Give back every one of the lines below unchanged, character for character.

+++

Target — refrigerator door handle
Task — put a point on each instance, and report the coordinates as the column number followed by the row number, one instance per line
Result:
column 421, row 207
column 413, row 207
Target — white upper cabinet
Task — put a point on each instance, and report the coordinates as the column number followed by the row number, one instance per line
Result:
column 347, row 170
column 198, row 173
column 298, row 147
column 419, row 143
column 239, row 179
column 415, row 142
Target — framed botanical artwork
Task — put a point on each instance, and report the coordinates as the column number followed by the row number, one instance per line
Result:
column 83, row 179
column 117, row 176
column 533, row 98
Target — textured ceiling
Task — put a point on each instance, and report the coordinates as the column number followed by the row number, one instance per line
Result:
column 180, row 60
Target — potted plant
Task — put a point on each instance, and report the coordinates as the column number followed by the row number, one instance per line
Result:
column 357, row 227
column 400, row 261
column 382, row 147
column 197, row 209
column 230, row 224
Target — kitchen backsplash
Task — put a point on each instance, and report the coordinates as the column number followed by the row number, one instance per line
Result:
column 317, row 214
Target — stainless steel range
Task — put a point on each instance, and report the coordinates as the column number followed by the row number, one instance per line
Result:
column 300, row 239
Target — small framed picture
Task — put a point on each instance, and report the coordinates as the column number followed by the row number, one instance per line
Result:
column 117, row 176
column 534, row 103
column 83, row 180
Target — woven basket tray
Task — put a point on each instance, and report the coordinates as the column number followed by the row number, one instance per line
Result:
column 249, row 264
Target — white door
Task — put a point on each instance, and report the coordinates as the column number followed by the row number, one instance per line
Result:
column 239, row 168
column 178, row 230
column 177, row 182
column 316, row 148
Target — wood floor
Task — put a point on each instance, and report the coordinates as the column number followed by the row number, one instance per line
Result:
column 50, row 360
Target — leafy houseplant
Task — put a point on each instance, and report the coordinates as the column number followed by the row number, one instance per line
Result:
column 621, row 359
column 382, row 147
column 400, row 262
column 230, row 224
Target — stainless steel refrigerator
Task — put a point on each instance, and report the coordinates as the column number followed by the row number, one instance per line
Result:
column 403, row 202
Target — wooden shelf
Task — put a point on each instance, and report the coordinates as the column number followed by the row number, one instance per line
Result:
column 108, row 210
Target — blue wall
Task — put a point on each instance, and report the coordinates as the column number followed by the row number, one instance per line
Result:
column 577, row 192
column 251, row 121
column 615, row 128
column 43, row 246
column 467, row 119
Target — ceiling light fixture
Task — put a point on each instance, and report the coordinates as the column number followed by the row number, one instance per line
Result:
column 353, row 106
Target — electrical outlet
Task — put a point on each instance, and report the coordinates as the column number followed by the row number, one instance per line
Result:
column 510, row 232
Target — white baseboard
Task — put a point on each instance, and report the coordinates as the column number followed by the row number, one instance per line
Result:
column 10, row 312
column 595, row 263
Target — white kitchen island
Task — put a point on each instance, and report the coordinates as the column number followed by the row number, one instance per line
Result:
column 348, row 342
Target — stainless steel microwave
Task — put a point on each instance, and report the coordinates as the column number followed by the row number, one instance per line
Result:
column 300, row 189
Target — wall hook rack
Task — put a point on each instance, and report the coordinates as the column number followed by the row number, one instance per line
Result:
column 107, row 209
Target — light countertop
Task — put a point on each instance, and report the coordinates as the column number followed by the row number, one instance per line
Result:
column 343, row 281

+++

SOLUTION TO THE EXERCISE
Target — refrigerator door handle
Task — put a point on each instance, and report the coordinates as the column number followed by the row number, one instance per line
Result:
column 421, row 207
column 413, row 207
Target — white upper cabinet
Task — put a point on each instance, and report the coordinates as the column number followed by the row number, one instance per line
Result:
column 347, row 170
column 198, row 173
column 298, row 147
column 419, row 143
column 239, row 179
column 415, row 142
Target — framed botanical artwork
Task — put a point on each instance, and report the coordinates as the column number followed by the row number, one instance per line
Result:
column 83, row 179
column 117, row 176
column 533, row 98
Target — textured ceiling
Task — put a point on each instance, and report the coordinates as the column number followed by the row number, one instance per line
Result:
column 180, row 60
Target — potted plant
Task — put a point on each instance, and report the coordinates as the column number followed by the row number, one instance per line
Result:
column 357, row 227
column 400, row 261
column 382, row 147
column 197, row 209
column 230, row 224
Target — kitchen backsplash
Task — put a point on each instance, and report the coordinates as the column number followed by the row number, one instance per line
Result:
column 317, row 214
Target — stainless steel range
Task — put a point on each instance, and report the coordinates as the column number followed by the row number, one instance per line
Result:
column 300, row 239
Target — small framed picture
Task — put a point on each instance, and report the coordinates as the column number followed by the row number, one instance per line
Result:
column 117, row 176
column 534, row 103
column 83, row 180
Target — woven basket tray
Task — put a point on each instance, and report the coordinates as the column number followed by the row number, one instance per line
Result:
column 249, row 264
Target — white door
Task — put a point on each instance, and report the coordinates as the column number followed by the row number, one instance per line
Result:
column 239, row 168
column 178, row 230
column 177, row 182
column 316, row 148
Target — wood floor
Task — put a point on each instance, and report the coordinates as the column number followed by the row number, one instance per line
Result:
column 50, row 360
Target — leafy houseplant
Task — put a point on each instance, and report the coordinates as the column number followed by the row number, one instance per line
Result:
column 621, row 359
column 382, row 147
column 400, row 262
column 230, row 224
Target — stainless steel refrigerator
Task — put a point on each instance, and report the coordinates as the column number followed by the row number, one instance per line
Result:
column 403, row 202
Target — wooden shelf
Task — put a point on each instance, and report the coordinates as the column number followed by the row number, one instance per line
Result:
column 108, row 210
Target — blue wall
Task — put a point on each instance, and report the coordinates as the column number followed by the row number, one instance per line
Result:
column 577, row 192
column 251, row 121
column 615, row 128
column 43, row 246
column 467, row 119
Target — ceiling light fixture
Task — put a point on each instance, and report the coordinates as the column number followed by the row number, one instance per line
Result:
column 353, row 106
Target — electrical outlet
Task — put a point on each instance, and report the coordinates as the column number followed by the row number, one instance per line
Result:
column 510, row 232
Target — white baseboard
Task — put a point on each instance, and report the coordinates as the column number followed by the row number, one instance per line
Result:
column 10, row 312
column 595, row 263
Target — white kitchen island
Task — put a point on each instance, and report the coordinates as the column number followed by the row number, one instance per line
Result:
column 348, row 342
Target — stainless steel microwave
Task — put a point on each instance, and report the coordinates as the column number followed by the row number, one instance per line
Result:
column 300, row 189
Target — wall hook rack
Task — put a point on each instance, and report the coordinates as the column number followed by the row number, one instance per line
Result:
column 107, row 209
Target — light countertop
Task — put a point on each instance, and report the coordinates as the column number followed by the row number, one instance per line
Result:
column 343, row 281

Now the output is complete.